TASK BRIEF: Locate each line in the data below that contains the word "hand", and copy those lines.

ENTRIES PROVIDED:
►

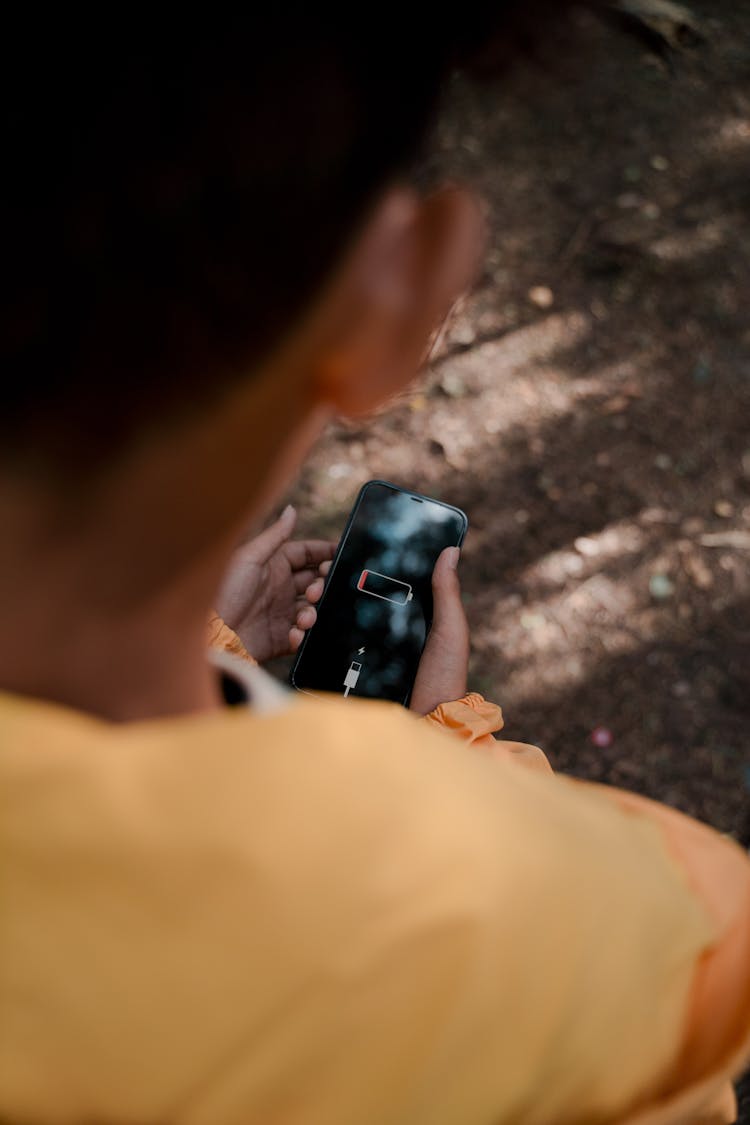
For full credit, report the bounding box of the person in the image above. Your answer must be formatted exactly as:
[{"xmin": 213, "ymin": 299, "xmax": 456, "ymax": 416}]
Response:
[{"xmin": 0, "ymin": 8, "xmax": 750, "ymax": 1125}]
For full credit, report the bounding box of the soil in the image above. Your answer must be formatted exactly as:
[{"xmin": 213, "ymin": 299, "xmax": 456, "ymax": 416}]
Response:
[
  {"xmin": 284, "ymin": 0, "xmax": 750, "ymax": 845},
  {"xmin": 281, "ymin": 0, "xmax": 750, "ymax": 1107}
]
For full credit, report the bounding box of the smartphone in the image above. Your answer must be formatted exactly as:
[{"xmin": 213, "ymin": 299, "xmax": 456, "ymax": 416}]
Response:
[{"xmin": 290, "ymin": 480, "xmax": 468, "ymax": 705}]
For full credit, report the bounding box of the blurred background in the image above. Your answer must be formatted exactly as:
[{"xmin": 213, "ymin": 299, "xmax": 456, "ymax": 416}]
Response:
[{"xmin": 283, "ymin": 0, "xmax": 750, "ymax": 846}]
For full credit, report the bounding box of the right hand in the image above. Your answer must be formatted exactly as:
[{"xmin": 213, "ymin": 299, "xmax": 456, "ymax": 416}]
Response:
[
  {"xmin": 290, "ymin": 547, "xmax": 469, "ymax": 714},
  {"xmin": 409, "ymin": 547, "xmax": 469, "ymax": 714}
]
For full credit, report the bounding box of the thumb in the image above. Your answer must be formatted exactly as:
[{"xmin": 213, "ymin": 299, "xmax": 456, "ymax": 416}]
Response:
[
  {"xmin": 430, "ymin": 547, "xmax": 469, "ymax": 644},
  {"xmin": 409, "ymin": 547, "xmax": 469, "ymax": 714},
  {"xmin": 247, "ymin": 504, "xmax": 297, "ymax": 564}
]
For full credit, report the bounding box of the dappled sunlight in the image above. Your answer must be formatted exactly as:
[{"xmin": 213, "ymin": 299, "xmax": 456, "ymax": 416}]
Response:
[{"xmin": 292, "ymin": 5, "xmax": 750, "ymax": 840}]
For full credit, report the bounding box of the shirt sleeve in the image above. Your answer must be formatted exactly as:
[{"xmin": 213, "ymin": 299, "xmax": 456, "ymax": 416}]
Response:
[{"xmin": 423, "ymin": 692, "xmax": 552, "ymax": 773}]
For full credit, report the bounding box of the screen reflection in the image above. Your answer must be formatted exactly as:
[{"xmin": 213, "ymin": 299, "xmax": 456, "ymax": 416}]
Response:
[{"xmin": 292, "ymin": 482, "xmax": 466, "ymax": 703}]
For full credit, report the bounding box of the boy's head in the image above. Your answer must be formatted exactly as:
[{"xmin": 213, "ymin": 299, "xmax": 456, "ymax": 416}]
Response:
[{"xmin": 0, "ymin": 0, "xmax": 580, "ymax": 497}]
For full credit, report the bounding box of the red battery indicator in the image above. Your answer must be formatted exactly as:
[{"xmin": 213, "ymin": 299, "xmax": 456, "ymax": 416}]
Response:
[{"xmin": 356, "ymin": 570, "xmax": 414, "ymax": 605}]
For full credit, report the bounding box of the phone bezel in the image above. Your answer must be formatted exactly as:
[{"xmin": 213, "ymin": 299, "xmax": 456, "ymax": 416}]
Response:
[{"xmin": 289, "ymin": 477, "xmax": 469, "ymax": 707}]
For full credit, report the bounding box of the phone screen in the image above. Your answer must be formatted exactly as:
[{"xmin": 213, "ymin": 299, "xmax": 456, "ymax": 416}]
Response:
[{"xmin": 291, "ymin": 480, "xmax": 467, "ymax": 703}]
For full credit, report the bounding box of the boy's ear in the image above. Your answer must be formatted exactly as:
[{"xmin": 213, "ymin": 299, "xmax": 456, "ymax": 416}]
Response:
[{"xmin": 313, "ymin": 188, "xmax": 482, "ymax": 415}]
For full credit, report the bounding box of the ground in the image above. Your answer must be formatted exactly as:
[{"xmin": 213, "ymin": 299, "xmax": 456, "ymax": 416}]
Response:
[
  {"xmin": 278, "ymin": 0, "xmax": 750, "ymax": 1107},
  {"xmin": 283, "ymin": 0, "xmax": 750, "ymax": 844}
]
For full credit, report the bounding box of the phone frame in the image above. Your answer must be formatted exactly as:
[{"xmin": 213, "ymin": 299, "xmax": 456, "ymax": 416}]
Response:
[{"xmin": 289, "ymin": 477, "xmax": 469, "ymax": 707}]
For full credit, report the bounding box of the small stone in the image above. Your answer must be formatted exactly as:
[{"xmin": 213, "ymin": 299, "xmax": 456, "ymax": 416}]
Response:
[
  {"xmin": 440, "ymin": 371, "xmax": 467, "ymax": 398},
  {"xmin": 649, "ymin": 574, "xmax": 675, "ymax": 602},
  {"xmin": 328, "ymin": 461, "xmax": 352, "ymax": 480},
  {"xmin": 684, "ymin": 555, "xmax": 714, "ymax": 590},
  {"xmin": 528, "ymin": 285, "xmax": 554, "ymax": 308},
  {"xmin": 450, "ymin": 321, "xmax": 477, "ymax": 348},
  {"xmin": 690, "ymin": 356, "xmax": 711, "ymax": 387},
  {"xmin": 521, "ymin": 613, "xmax": 546, "ymax": 632},
  {"xmin": 573, "ymin": 536, "xmax": 602, "ymax": 559}
]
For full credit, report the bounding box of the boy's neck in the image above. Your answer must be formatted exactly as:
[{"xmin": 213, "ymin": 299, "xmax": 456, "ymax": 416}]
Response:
[{"xmin": 0, "ymin": 483, "xmax": 231, "ymax": 721}]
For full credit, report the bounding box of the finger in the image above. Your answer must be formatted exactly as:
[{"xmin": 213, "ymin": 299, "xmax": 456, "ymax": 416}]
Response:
[
  {"xmin": 296, "ymin": 605, "xmax": 318, "ymax": 629},
  {"xmin": 284, "ymin": 539, "xmax": 336, "ymax": 570},
  {"xmin": 431, "ymin": 547, "xmax": 469, "ymax": 648},
  {"xmin": 410, "ymin": 547, "xmax": 469, "ymax": 714},
  {"xmin": 241, "ymin": 504, "xmax": 297, "ymax": 563},
  {"xmin": 291, "ymin": 570, "xmax": 318, "ymax": 594},
  {"xmin": 305, "ymin": 578, "xmax": 325, "ymax": 605}
]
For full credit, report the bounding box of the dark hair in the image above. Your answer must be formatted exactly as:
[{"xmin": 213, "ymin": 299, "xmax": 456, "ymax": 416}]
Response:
[{"xmin": 0, "ymin": 0, "xmax": 580, "ymax": 469}]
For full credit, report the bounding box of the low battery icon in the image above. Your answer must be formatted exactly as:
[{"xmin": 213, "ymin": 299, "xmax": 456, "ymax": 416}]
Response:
[{"xmin": 356, "ymin": 570, "xmax": 414, "ymax": 605}]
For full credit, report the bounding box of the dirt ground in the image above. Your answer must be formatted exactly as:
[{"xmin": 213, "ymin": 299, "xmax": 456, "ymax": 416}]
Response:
[
  {"xmin": 279, "ymin": 0, "xmax": 750, "ymax": 1102},
  {"xmin": 284, "ymin": 0, "xmax": 750, "ymax": 845}
]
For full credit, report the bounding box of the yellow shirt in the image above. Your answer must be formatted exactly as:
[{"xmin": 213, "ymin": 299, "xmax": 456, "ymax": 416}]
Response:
[{"xmin": 0, "ymin": 679, "xmax": 746, "ymax": 1125}]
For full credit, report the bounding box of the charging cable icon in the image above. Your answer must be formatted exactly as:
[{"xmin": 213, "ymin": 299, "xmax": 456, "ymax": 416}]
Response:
[{"xmin": 344, "ymin": 660, "xmax": 362, "ymax": 699}]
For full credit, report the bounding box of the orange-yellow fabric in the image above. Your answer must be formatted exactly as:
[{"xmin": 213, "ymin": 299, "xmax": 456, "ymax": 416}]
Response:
[
  {"xmin": 0, "ymin": 696, "xmax": 750, "ymax": 1125},
  {"xmin": 208, "ymin": 613, "xmax": 552, "ymax": 773},
  {"xmin": 425, "ymin": 692, "xmax": 552, "ymax": 773}
]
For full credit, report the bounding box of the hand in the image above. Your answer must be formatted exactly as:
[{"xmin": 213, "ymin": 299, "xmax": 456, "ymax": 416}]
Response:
[
  {"xmin": 216, "ymin": 505, "xmax": 336, "ymax": 664},
  {"xmin": 290, "ymin": 547, "xmax": 469, "ymax": 714},
  {"xmin": 409, "ymin": 547, "xmax": 469, "ymax": 714}
]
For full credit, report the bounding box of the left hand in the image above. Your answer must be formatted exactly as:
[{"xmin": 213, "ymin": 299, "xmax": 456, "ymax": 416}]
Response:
[{"xmin": 216, "ymin": 505, "xmax": 336, "ymax": 664}]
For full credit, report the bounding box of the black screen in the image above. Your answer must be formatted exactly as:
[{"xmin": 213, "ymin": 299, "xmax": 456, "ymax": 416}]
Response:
[{"xmin": 291, "ymin": 482, "xmax": 467, "ymax": 703}]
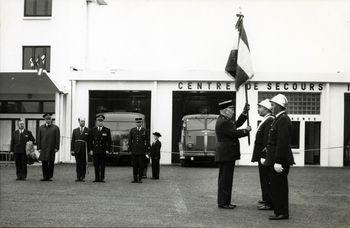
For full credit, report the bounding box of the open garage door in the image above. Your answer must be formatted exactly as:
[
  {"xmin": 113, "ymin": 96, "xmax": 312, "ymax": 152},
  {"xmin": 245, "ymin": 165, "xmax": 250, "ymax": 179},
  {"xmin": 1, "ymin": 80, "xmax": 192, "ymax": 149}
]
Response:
[{"xmin": 171, "ymin": 91, "xmax": 236, "ymax": 163}]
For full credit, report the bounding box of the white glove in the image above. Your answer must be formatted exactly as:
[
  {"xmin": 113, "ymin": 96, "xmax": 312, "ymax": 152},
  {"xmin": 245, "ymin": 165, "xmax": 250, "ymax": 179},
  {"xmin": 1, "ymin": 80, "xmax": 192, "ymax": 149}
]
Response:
[{"xmin": 273, "ymin": 163, "xmax": 283, "ymax": 173}]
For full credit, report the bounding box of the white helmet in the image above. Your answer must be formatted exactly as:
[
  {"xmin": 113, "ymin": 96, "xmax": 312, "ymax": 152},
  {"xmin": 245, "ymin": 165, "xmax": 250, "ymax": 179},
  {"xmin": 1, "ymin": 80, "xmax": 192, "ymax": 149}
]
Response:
[
  {"xmin": 258, "ymin": 99, "xmax": 271, "ymax": 111},
  {"xmin": 270, "ymin": 93, "xmax": 288, "ymax": 108}
]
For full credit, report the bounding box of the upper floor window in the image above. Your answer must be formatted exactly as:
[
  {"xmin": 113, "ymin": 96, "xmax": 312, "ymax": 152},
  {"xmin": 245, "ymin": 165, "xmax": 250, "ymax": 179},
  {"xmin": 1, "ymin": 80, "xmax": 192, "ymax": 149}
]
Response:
[
  {"xmin": 24, "ymin": 0, "xmax": 52, "ymax": 17},
  {"xmin": 22, "ymin": 46, "xmax": 50, "ymax": 72}
]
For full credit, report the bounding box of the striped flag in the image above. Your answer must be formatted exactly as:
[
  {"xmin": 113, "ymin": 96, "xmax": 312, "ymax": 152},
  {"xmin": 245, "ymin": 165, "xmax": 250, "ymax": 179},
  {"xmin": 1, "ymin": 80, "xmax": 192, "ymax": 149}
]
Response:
[{"xmin": 225, "ymin": 14, "xmax": 254, "ymax": 90}]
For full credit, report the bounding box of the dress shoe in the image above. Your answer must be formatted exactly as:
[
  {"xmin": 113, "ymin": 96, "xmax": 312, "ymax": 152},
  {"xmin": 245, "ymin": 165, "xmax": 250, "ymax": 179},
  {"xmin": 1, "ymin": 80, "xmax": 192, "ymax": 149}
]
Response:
[
  {"xmin": 218, "ymin": 204, "xmax": 236, "ymax": 209},
  {"xmin": 258, "ymin": 205, "xmax": 273, "ymax": 211},
  {"xmin": 269, "ymin": 215, "xmax": 289, "ymax": 220}
]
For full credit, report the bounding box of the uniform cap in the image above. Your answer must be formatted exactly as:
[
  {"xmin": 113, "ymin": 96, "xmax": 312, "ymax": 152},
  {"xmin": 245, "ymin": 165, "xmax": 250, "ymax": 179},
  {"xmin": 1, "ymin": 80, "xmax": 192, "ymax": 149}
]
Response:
[
  {"xmin": 96, "ymin": 114, "xmax": 106, "ymax": 120},
  {"xmin": 270, "ymin": 93, "xmax": 288, "ymax": 108},
  {"xmin": 43, "ymin": 113, "xmax": 52, "ymax": 119},
  {"xmin": 218, "ymin": 100, "xmax": 233, "ymax": 110},
  {"xmin": 258, "ymin": 99, "xmax": 272, "ymax": 111},
  {"xmin": 153, "ymin": 132, "xmax": 162, "ymax": 137},
  {"xmin": 135, "ymin": 117, "xmax": 142, "ymax": 123}
]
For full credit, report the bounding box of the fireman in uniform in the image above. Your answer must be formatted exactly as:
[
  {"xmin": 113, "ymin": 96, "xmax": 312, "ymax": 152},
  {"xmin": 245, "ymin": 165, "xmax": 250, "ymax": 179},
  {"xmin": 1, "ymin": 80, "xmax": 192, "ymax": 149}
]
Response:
[
  {"xmin": 215, "ymin": 100, "xmax": 251, "ymax": 209},
  {"xmin": 71, "ymin": 117, "xmax": 90, "ymax": 182},
  {"xmin": 129, "ymin": 118, "xmax": 149, "ymax": 183},
  {"xmin": 265, "ymin": 94, "xmax": 295, "ymax": 220},
  {"xmin": 89, "ymin": 114, "xmax": 112, "ymax": 182},
  {"xmin": 252, "ymin": 99, "xmax": 274, "ymax": 210}
]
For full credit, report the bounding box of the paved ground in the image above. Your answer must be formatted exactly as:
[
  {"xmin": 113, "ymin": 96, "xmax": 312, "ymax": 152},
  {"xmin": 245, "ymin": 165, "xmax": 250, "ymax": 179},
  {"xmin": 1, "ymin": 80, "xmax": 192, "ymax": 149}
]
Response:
[{"xmin": 0, "ymin": 165, "xmax": 350, "ymax": 227}]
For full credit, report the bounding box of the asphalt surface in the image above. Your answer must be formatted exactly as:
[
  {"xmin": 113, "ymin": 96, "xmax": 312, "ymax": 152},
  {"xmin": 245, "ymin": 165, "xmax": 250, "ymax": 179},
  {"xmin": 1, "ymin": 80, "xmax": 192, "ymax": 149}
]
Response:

◄

EXERCISE RESPONSE:
For full credit, report the bounding box of the right hand in the image above. Your answer must be formatted exactly as:
For full credit, report the bounding box of the hand in the image above. Your answer must be formatted exactly as:
For full credit, report the bounding box of the left hand in the image above. Your answer must be formatted exactly as:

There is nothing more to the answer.